-- Job --
Copy out the records word for word, starting at the line that contains "In the photo above, where can the exposed" and stopping after the line that contains "column 464, row 158". Leave out the pictures.

====== Information supplied

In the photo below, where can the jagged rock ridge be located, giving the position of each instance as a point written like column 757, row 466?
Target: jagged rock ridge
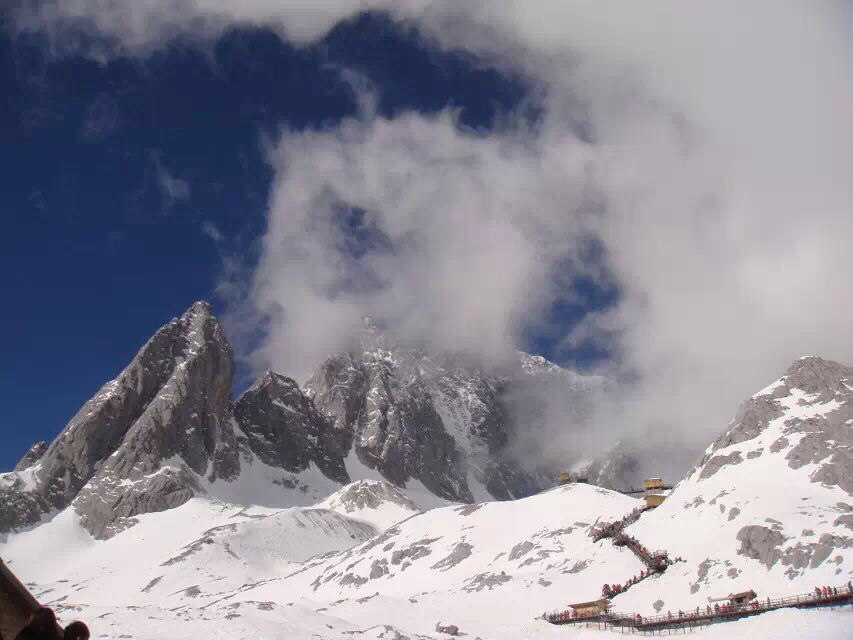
column 165, row 428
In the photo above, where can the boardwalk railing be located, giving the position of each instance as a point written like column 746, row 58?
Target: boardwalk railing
column 708, row 615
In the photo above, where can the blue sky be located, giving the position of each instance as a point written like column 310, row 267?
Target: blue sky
column 659, row 194
column 112, row 171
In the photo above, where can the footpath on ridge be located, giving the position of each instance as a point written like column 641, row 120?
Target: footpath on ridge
column 655, row 561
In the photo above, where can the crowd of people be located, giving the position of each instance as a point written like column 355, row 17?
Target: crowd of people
column 42, row 625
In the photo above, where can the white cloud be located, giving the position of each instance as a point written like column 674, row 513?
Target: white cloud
column 721, row 150
column 172, row 188
column 210, row 229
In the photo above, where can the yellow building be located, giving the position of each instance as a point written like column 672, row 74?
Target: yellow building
column 593, row 608
column 653, row 484
column 654, row 499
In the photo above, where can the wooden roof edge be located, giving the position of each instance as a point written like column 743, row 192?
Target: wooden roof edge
column 600, row 601
column 10, row 579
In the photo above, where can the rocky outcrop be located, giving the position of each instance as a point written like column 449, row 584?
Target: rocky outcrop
column 170, row 402
column 760, row 543
column 433, row 418
column 285, row 430
column 165, row 430
column 811, row 411
column 33, row 455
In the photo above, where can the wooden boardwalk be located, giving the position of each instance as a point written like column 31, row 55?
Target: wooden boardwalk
column 685, row 620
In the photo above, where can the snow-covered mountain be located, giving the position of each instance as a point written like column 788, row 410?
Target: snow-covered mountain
column 770, row 504
column 165, row 430
column 164, row 510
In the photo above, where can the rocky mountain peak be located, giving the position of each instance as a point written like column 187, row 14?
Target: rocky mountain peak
column 168, row 403
column 804, row 416
column 33, row 455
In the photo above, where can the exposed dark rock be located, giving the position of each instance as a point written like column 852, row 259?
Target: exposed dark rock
column 33, row 455
column 284, row 429
column 825, row 438
column 449, row 629
column 760, row 543
column 718, row 462
column 170, row 402
column 461, row 551
column 486, row 581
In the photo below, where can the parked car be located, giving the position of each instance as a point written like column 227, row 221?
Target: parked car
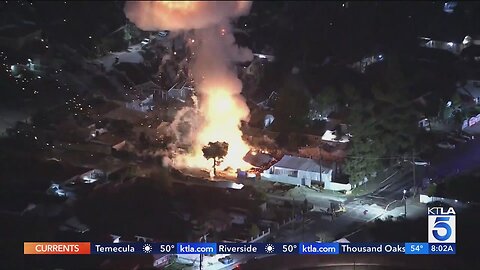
column 226, row 260
column 457, row 138
column 467, row 136
column 163, row 33
column 446, row 145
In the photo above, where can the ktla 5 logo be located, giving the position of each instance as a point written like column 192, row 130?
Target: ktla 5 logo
column 441, row 225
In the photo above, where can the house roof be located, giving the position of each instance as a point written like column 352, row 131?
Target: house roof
column 257, row 159
column 299, row 163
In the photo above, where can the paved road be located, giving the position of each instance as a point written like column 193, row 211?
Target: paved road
column 464, row 158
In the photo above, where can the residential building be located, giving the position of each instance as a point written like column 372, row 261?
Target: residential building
column 472, row 125
column 303, row 171
column 470, row 90
column 362, row 65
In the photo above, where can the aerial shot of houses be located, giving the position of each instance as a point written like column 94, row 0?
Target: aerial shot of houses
column 237, row 122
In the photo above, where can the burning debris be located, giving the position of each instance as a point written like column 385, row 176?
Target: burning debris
column 217, row 116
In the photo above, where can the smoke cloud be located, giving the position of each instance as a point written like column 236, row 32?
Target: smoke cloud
column 221, row 107
column 183, row 15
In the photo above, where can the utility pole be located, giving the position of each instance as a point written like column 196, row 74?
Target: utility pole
column 414, row 179
column 204, row 237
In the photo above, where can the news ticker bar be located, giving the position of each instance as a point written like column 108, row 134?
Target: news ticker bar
column 236, row 248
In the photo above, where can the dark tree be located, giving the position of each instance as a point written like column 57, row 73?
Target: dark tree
column 216, row 151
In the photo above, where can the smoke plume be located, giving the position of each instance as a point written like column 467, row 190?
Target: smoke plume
column 220, row 107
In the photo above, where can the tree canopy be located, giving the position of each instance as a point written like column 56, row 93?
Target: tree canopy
column 216, row 151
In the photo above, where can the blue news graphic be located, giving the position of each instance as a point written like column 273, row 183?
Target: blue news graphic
column 442, row 249
column 319, row 248
column 272, row 248
column 441, row 225
column 133, row 248
column 416, row 248
column 379, row 248
column 257, row 248
column 197, row 248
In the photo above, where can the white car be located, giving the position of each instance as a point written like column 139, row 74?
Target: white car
column 446, row 145
column 163, row 33
column 145, row 41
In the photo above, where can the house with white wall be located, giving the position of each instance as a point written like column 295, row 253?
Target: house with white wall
column 303, row 171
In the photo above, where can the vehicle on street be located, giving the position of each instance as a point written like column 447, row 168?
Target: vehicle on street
column 145, row 41
column 55, row 190
column 446, row 145
column 163, row 33
column 466, row 136
column 455, row 138
column 226, row 260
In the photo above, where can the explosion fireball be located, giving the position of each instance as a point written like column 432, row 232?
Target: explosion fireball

============

-- Task answer --
In the photo above, where can the exposed dark rock be located, giving the position of each instance as a point written like column 852, row 259?
Target: exposed dark rock
column 33, row 455
column 284, row 429
column 825, row 438
column 449, row 629
column 760, row 543
column 718, row 462
column 170, row 402
column 461, row 551
column 486, row 581
In the photo below, where can the parked car be located, giving the position of each instance as a point written like column 227, row 221?
Target: parked car
column 226, row 260
column 457, row 138
column 467, row 136
column 163, row 33
column 446, row 145
In the photo above, where can the ktla 5 logo be located, giving the position of each instance as a point written like column 192, row 130?
Target: ktla 5 logo
column 441, row 225
In the photo above, where can the house roof be located, giving the position of each instance as a point written like column 352, row 131?
Target: house roof
column 257, row 159
column 299, row 163
In the photo above, where can the paved road be located, giving the position of each instance as a point written like column 193, row 211?
Target: paved road
column 464, row 158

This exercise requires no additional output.